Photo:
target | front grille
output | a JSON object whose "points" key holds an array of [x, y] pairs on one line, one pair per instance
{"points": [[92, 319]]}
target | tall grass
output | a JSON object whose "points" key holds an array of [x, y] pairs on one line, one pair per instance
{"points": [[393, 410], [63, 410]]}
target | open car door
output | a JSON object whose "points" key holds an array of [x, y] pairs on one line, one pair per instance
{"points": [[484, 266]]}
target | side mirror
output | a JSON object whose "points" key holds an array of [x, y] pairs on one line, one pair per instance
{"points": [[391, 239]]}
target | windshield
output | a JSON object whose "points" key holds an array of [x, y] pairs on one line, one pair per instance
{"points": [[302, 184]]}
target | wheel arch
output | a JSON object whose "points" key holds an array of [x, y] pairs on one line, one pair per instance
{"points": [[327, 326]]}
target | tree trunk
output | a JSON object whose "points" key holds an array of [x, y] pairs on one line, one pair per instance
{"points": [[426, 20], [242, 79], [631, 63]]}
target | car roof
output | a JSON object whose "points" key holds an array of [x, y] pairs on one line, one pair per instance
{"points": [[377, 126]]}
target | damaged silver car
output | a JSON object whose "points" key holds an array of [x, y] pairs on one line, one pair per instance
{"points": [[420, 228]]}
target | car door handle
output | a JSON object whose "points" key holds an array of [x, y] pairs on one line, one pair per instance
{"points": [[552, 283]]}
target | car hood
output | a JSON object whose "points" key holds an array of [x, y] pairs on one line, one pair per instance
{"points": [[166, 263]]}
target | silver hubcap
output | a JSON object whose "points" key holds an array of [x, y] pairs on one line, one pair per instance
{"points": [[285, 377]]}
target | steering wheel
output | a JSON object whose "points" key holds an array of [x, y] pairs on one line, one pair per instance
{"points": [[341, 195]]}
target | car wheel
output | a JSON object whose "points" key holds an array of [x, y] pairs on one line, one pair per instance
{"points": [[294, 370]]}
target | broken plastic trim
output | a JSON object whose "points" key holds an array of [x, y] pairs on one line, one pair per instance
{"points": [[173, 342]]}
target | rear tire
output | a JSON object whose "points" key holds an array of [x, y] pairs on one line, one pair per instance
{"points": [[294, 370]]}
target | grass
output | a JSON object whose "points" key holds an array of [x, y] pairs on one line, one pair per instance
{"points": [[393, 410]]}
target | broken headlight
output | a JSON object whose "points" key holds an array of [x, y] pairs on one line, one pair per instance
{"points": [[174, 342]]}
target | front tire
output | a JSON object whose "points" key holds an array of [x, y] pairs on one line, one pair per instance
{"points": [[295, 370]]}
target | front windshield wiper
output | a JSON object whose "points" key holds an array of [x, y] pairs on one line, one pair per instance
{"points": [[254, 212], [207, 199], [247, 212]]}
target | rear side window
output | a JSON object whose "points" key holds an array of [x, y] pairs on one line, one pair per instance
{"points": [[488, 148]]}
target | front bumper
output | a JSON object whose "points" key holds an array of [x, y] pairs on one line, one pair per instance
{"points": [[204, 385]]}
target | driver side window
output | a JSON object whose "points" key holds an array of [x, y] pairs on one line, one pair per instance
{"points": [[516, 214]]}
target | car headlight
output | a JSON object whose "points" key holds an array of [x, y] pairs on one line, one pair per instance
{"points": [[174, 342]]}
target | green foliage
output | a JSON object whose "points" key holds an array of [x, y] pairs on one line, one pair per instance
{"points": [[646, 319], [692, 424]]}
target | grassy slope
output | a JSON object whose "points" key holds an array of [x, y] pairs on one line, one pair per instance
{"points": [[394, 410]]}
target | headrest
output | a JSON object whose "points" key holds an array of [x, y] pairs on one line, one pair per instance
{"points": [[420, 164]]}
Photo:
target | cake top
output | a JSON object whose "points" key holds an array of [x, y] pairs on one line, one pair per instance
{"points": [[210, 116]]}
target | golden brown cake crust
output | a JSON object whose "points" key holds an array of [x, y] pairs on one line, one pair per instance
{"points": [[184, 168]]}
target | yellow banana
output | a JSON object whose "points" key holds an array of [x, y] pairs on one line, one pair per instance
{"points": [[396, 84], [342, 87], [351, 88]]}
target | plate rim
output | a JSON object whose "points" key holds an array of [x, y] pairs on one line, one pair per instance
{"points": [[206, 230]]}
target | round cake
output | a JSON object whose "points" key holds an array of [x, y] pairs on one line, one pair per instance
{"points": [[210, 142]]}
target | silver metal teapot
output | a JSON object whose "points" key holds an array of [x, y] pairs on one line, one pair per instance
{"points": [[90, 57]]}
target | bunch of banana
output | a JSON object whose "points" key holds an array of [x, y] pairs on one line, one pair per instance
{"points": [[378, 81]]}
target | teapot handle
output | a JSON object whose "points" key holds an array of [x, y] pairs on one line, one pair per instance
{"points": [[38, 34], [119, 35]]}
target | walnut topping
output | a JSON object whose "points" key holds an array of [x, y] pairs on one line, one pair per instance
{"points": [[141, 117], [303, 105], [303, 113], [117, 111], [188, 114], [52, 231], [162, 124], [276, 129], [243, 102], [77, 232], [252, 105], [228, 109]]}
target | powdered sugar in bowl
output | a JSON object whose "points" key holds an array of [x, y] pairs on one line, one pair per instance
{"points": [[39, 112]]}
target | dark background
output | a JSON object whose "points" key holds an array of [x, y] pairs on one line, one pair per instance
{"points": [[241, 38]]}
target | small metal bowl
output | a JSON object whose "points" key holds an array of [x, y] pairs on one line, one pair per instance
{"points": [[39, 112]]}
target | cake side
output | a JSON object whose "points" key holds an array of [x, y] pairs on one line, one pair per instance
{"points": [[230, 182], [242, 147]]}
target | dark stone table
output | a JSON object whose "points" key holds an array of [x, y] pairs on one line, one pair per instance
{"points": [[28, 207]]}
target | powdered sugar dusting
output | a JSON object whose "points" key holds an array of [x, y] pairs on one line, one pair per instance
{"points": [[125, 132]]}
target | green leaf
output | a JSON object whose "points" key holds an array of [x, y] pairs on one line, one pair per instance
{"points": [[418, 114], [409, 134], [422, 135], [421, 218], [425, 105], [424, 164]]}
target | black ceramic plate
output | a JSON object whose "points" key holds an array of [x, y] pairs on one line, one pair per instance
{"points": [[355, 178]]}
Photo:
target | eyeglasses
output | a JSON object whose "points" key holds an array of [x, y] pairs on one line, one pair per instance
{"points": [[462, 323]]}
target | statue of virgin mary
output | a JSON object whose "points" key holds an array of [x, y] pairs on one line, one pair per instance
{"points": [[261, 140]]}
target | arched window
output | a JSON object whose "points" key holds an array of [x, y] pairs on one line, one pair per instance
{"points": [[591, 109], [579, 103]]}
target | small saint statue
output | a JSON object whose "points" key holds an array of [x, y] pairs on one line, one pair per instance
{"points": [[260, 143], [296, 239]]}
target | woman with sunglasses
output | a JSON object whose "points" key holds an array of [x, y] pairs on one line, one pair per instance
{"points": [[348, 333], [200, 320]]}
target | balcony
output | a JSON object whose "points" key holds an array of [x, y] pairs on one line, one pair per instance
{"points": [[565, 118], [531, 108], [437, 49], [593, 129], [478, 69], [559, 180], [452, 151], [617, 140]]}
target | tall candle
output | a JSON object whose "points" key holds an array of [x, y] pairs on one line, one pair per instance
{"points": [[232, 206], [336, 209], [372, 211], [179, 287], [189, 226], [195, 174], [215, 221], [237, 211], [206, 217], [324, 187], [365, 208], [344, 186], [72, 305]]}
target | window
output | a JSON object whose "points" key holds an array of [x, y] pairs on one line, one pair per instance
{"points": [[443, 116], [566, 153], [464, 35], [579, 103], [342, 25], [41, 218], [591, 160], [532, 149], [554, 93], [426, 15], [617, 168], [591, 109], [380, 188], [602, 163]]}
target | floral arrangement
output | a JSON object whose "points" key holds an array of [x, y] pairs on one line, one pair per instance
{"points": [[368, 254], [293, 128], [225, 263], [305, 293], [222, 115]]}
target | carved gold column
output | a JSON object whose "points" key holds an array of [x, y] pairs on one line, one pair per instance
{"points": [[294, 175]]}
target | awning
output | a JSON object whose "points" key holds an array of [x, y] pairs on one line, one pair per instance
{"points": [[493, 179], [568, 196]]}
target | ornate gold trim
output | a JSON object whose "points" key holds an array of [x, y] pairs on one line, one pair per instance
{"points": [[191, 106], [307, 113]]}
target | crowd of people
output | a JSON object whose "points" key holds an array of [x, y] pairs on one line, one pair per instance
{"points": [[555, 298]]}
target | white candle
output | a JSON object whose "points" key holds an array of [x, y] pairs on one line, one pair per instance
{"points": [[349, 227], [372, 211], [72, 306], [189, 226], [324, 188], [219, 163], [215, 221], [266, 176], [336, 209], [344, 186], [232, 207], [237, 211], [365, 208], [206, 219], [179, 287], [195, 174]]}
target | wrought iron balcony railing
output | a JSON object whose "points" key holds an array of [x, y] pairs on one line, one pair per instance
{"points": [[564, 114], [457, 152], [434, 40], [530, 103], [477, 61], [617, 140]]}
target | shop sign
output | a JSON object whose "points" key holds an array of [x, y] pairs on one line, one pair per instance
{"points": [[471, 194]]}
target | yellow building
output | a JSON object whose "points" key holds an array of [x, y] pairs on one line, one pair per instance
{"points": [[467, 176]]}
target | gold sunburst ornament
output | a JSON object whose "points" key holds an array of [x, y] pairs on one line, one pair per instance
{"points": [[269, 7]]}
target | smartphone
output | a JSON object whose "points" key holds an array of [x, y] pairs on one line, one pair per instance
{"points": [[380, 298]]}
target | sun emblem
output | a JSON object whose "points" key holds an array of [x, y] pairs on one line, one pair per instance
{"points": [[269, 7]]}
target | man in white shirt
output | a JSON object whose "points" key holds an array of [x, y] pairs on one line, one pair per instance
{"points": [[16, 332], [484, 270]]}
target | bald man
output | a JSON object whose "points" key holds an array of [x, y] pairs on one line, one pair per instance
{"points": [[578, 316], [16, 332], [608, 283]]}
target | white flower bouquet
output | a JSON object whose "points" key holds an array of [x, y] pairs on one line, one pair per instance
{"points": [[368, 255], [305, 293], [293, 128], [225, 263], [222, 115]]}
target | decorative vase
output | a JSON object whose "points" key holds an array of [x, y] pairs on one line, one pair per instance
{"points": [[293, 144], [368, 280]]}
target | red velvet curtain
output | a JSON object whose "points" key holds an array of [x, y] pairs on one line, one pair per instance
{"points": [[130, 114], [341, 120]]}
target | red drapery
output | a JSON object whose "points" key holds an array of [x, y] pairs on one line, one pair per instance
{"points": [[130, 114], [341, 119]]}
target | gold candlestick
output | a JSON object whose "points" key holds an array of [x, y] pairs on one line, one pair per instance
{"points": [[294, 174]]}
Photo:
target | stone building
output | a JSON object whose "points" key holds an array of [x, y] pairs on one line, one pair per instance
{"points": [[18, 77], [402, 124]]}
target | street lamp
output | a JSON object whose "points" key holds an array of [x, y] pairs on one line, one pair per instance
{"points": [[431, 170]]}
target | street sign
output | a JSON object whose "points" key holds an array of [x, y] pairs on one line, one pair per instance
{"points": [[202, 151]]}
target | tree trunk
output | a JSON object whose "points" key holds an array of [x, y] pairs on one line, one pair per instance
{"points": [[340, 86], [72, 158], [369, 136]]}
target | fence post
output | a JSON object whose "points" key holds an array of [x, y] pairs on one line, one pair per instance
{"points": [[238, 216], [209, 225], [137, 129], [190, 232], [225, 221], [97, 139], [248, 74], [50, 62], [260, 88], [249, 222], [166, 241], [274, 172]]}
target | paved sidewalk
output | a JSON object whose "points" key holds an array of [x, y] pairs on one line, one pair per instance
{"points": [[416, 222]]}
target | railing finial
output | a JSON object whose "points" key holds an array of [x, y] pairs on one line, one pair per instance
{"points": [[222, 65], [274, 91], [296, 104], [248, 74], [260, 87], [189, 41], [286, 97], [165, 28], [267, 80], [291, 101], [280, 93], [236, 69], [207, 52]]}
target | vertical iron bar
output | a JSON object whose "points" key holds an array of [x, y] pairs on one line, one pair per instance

--------

• **EXERCISE AIM**
Everything from the first line of the records above to the line containing "target | steering wheel", inclusive, should be repeated exactly; leave out the rest.

• **SOLUTION**
Photo:
target | front grille
output | a JSON object whose "points" key holds an array of [x, y] pairs on one line, one pair per instance
{"points": [[92, 319]]}
target | tall grass
output | a JSON object whose "points" key holds an array of [x, y] pairs on one line, one pair per instance
{"points": [[393, 410], [63, 410]]}
target | open car door
output | a JSON object whose "points" key holds an array of [x, y] pairs on one line, one pair per instance
{"points": [[484, 266]]}
target | side mirror
output | a JSON object whose "points" key holds an array of [x, y] pairs on one line, one pair per instance
{"points": [[391, 239]]}
target | windshield
output | a JSON object whose "points" key holds an array of [x, y] pairs on one line, one pair per instance
{"points": [[302, 184]]}
target | wheel arch
output | a JSON object whose "points" key holds an array of [x, y] pairs on one line, one pair per instance
{"points": [[327, 326]]}
target | tree trunk
output | a JSON object whose "points" key holds an array of [x, y] pairs on one line, one pair per instance
{"points": [[426, 20], [242, 79], [631, 63]]}
target | car roof
output | a JSON object whose "points" key holds an array of [x, y] pairs on one line, one pair per instance
{"points": [[377, 126]]}
target | damaged silver car
output | a JSON object whose "points" key holds an array of [x, y] pairs on one line, one pair per instance
{"points": [[420, 228]]}
target | car door handle
output | a JSON object whose "points" key holds an array of [x, y] pairs on one line, one pair per instance
{"points": [[552, 283]]}
target | car hood
output | a JSON object whose "points" key holds an array of [x, y] pairs on one line, one pair per instance
{"points": [[166, 263]]}
target | silver hubcap
output | a JSON object whose "points" key holds an array of [x, y] pairs on one line, one pair per instance
{"points": [[285, 377]]}
target | steering wheel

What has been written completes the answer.